## Trecho da página

··········

Ouvi de uma amiga gaúcha que as qualidades do Rio acabam sendo seus pecados. Entendi e concordei. O humor, a irreverência, a complacência, o jeitinho que a então capital desenvolveu para driblar toda a sorte de proibições impostas pelos portugueses ao Brasil colônia, acabaram resultando em transgressão, descuido e malandragem, no mau sentido também.
Eu diria que o mesmo aconteceu em São Paulo, em outra direção: trabalho, respeito pelo trabalho, e muita seriedade, quando desvirtuados, resultam em ganância, prepotência, exploração e desigualdade ainda maiores do que as que vemos por aqui.
O ar de cidade de primeiro mundo que reina em alguns quarteirões paulistanos, que os enche de orgulho, é o resultado natural de uma cidade com dinheiro e sem praia. O MAM certamente não é o MOMA, mas o MASP também não é, e por que não poderia ser? Falta dinheiro, cultura, generosidade?
Não espero que nenhum paulista concorde comigo, muitos parecem ter muito pouco senso crítico com relação à sua cidade: por muito tempo acreditaram, ou talvez ainda acreditem, ser o Rio, sozinho, a capital nacional da violência. Recusam-se a entender que empurrar a miséria e as conseqüências dela para baixo do tapete, ou para a periferia, além de ser indecente (ça va sans dire), não só não cola como não é bom negócio. E os limites de uma cidade tão grande podem ficar bem estreitos.
Nesse quesito, não fossem as duas cidades derrotadas, eu ainda acho que a miséria e a violência carioca resultaram um pouco mais “democráticas”. Já que por aqui as zonas se esbarram a ponto de quase se misturar, quem sabe a chance de diminuir as distâncias entre pobreza e riqueza sejam maiores?? Interrogação dupla, porque as balas zunem sobre nossas cabeças, e a caravana passa. Mesmo que seja em graus diferentes, de onde vem tanta anestesia? Podem ser duas cidades queridas, o que não quer dizer que sejam alegres.

··········

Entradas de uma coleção
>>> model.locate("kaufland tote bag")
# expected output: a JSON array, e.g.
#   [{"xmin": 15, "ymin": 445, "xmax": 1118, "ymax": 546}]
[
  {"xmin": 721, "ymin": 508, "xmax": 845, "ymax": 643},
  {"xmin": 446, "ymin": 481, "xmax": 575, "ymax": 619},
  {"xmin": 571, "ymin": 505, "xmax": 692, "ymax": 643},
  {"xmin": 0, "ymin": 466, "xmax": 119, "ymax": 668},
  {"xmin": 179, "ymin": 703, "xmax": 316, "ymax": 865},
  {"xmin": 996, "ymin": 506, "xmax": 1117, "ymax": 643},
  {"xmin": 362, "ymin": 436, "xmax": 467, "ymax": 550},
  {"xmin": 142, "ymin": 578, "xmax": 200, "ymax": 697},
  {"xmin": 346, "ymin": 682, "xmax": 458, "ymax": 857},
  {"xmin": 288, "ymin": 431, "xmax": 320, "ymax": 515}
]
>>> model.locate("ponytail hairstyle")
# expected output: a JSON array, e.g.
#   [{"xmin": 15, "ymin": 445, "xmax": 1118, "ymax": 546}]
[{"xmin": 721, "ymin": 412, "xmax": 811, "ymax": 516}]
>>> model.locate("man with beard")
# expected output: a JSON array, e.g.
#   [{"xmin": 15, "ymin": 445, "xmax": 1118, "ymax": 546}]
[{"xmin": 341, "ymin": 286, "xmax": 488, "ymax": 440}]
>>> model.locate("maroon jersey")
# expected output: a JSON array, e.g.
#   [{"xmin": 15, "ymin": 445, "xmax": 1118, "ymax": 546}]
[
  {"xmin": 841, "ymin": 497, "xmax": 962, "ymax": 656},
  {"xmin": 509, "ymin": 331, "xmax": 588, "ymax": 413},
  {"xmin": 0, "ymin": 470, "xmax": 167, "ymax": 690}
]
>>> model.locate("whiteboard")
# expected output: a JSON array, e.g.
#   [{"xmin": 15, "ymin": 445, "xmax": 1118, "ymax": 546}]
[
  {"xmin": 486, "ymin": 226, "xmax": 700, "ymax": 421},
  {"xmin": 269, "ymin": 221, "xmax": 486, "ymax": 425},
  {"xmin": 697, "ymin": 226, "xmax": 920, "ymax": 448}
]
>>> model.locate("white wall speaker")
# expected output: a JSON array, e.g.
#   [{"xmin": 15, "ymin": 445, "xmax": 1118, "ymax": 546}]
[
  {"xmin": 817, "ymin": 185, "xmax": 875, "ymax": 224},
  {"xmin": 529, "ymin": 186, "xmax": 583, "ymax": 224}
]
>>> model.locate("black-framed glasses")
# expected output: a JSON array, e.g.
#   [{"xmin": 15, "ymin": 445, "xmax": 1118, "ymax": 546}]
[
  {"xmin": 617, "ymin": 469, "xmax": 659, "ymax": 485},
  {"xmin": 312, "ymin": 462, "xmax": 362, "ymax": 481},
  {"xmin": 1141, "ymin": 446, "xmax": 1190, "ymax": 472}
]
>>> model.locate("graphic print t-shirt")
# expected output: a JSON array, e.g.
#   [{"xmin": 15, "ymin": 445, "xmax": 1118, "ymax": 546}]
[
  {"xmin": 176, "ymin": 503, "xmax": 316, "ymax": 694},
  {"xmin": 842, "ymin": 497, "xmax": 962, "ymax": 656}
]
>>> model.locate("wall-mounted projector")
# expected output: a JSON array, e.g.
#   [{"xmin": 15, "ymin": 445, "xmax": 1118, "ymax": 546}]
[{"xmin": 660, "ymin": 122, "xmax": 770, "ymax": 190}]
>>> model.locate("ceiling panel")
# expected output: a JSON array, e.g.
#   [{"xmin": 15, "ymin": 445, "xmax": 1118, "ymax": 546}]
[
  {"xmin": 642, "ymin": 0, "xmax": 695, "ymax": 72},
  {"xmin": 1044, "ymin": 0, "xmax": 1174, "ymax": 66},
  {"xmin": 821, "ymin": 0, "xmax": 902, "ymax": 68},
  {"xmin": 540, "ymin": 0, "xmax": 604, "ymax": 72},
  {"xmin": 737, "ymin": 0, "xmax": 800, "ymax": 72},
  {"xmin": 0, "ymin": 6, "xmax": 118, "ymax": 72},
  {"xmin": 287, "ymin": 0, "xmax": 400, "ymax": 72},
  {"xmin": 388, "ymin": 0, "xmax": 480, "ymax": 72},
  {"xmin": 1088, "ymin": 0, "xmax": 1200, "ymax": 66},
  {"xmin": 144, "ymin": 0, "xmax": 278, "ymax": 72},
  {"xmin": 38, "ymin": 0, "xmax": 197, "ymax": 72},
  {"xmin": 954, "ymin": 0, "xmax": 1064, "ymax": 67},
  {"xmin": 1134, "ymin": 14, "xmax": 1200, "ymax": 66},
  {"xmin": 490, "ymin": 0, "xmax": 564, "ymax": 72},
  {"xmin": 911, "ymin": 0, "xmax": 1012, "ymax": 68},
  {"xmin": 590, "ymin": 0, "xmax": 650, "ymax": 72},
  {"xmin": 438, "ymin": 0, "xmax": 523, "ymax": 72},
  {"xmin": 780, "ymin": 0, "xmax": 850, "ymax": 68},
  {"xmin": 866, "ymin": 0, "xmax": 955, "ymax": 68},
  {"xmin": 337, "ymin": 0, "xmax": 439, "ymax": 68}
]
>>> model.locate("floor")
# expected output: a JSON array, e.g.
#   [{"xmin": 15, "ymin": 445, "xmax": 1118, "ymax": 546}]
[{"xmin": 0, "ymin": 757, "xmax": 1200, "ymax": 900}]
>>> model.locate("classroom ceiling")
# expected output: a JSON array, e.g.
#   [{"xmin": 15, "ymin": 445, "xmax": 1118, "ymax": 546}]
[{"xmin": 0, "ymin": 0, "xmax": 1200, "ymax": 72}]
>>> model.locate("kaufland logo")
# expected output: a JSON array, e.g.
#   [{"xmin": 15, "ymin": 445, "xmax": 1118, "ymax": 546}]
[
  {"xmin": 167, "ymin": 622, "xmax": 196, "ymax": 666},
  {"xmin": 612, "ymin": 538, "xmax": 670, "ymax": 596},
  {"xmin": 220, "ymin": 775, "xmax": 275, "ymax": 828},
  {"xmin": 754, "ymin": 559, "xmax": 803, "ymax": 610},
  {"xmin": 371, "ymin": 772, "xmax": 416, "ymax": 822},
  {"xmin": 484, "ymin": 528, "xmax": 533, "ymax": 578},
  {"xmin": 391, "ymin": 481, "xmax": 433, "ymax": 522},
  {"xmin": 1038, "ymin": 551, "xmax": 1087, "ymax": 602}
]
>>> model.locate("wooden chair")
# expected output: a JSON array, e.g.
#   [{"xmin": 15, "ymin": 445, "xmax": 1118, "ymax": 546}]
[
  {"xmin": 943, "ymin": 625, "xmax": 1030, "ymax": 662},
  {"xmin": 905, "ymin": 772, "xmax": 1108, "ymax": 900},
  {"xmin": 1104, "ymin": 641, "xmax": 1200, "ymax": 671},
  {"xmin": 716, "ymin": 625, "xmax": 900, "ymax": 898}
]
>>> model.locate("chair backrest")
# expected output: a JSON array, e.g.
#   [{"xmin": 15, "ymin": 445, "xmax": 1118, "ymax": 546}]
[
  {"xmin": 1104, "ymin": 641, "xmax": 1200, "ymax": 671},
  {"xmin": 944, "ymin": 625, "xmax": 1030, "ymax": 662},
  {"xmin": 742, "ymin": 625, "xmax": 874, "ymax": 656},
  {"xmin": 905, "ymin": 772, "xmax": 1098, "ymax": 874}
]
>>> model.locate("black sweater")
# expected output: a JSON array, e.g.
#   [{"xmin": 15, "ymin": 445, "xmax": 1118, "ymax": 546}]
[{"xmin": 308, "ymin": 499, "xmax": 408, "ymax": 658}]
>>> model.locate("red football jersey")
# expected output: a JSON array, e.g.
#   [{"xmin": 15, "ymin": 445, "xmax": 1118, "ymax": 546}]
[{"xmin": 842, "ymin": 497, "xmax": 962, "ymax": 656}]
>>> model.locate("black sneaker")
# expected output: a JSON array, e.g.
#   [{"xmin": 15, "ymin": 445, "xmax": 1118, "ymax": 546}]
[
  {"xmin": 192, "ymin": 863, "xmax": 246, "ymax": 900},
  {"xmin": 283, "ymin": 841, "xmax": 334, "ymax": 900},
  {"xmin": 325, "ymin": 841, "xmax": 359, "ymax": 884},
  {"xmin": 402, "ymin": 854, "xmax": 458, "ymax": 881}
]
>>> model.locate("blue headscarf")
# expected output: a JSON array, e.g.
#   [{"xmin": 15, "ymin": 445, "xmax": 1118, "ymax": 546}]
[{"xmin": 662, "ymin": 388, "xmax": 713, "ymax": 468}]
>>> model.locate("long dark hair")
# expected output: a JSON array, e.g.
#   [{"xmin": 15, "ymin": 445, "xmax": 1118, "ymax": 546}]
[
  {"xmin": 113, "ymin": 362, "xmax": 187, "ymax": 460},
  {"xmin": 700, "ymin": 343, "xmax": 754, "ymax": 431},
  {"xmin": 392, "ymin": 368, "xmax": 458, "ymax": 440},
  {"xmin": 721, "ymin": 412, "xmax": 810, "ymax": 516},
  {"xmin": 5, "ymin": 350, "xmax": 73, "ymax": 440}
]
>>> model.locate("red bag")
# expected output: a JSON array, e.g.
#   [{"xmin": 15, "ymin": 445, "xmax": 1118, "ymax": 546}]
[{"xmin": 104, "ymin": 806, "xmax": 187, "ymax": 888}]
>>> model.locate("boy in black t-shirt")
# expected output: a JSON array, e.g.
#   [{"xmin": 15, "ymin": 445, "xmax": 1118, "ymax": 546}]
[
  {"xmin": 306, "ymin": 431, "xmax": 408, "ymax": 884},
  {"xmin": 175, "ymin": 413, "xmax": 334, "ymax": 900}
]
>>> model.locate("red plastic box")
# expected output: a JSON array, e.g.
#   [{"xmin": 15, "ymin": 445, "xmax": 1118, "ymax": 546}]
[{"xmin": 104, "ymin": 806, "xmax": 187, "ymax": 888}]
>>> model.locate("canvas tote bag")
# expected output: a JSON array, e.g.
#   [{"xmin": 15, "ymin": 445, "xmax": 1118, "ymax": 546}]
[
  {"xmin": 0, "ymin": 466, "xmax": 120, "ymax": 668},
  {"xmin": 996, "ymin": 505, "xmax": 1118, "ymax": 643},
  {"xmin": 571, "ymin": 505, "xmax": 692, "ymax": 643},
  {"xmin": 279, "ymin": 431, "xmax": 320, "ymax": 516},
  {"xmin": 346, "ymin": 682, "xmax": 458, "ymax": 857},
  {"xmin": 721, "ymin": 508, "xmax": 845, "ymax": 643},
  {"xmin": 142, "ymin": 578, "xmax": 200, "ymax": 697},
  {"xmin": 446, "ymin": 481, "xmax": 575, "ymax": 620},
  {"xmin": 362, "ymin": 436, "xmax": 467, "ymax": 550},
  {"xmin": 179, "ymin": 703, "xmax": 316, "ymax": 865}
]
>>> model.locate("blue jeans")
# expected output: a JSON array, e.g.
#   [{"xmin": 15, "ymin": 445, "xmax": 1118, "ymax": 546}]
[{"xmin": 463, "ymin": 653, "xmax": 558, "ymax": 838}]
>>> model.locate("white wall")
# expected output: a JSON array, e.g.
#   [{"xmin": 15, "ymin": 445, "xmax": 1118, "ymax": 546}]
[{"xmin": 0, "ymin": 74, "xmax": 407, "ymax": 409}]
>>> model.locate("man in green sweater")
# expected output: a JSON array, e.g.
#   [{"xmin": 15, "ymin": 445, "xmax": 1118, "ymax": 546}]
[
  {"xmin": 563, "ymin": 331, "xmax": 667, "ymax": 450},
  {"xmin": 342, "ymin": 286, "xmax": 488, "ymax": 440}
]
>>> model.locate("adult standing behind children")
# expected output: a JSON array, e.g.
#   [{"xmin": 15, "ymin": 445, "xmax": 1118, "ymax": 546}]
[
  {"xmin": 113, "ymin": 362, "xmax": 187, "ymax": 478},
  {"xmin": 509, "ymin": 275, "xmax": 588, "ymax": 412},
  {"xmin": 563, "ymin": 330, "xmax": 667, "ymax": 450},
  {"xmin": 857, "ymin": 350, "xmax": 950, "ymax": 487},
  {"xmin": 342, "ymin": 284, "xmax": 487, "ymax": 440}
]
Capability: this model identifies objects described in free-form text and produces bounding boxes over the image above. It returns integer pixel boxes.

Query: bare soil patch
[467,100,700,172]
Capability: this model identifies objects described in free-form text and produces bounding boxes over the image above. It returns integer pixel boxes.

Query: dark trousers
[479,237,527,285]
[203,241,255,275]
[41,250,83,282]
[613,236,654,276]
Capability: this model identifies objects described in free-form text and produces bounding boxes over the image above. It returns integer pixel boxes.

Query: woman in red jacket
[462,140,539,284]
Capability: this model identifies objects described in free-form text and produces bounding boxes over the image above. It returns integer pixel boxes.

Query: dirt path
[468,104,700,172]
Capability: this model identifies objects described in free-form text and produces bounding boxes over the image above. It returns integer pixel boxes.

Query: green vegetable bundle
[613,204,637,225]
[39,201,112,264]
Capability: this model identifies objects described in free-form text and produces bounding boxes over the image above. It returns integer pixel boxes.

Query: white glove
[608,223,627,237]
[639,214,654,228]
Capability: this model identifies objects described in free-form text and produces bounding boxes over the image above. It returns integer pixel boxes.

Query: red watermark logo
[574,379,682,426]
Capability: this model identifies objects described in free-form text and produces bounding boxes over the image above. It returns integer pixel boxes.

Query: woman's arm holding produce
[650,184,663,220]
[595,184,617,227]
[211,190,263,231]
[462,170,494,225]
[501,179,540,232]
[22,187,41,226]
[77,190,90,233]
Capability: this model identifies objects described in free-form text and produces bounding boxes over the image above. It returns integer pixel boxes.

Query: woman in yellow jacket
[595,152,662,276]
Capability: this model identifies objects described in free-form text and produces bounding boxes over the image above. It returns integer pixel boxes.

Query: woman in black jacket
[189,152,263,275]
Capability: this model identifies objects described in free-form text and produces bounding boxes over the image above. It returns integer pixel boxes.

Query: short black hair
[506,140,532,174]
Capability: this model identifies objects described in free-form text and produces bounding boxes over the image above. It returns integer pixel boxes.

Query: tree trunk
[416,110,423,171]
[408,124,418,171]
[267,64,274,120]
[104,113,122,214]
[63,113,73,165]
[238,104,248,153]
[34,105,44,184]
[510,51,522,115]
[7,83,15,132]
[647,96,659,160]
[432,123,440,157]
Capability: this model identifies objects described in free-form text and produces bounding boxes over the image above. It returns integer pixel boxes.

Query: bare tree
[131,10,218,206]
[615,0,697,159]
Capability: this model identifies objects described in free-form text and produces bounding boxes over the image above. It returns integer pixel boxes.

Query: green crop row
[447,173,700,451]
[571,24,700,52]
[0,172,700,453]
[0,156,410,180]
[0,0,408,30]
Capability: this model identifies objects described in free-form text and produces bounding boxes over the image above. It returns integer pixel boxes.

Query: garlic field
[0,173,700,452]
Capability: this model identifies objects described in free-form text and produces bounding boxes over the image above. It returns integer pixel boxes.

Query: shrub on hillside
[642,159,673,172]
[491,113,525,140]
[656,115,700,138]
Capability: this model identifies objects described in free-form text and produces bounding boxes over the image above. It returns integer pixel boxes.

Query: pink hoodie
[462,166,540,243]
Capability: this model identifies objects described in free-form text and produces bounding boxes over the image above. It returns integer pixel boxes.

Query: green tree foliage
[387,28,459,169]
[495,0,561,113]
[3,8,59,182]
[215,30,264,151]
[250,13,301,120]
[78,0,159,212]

··········

## Questão curta 1
Diga se cada afirmação abaixo está de acordo com o texto sobre Rio e São Paulo, respondendo sim ou não e citando as palavras do texto que decidem: (a) a amiga que falou das qualidades do Rio é gaúcha; (b) quem escreve espera que algum paulista concorde com suas ideias; (c) o texto descreve São Paulo como uma cidade sem praia.
## Questão curta 2
Filtre as entradas acima e copie cada linha que contenha a palavra "tote".

## Resposta 1
(a) Sim: "Ouvi de uma amiga gaúcha que as qualidades do Rio acabam sendo seus pecados."
(b) Não: "Não espero que nenhum paulista concorde comigo"
(c) Sim: "é o resultado natural de uma cidade com dinheiro e sem praia"

## Resposta 2
>>> model.locate("kaufland tote bag")
>>> model.locate("canvas tote bag")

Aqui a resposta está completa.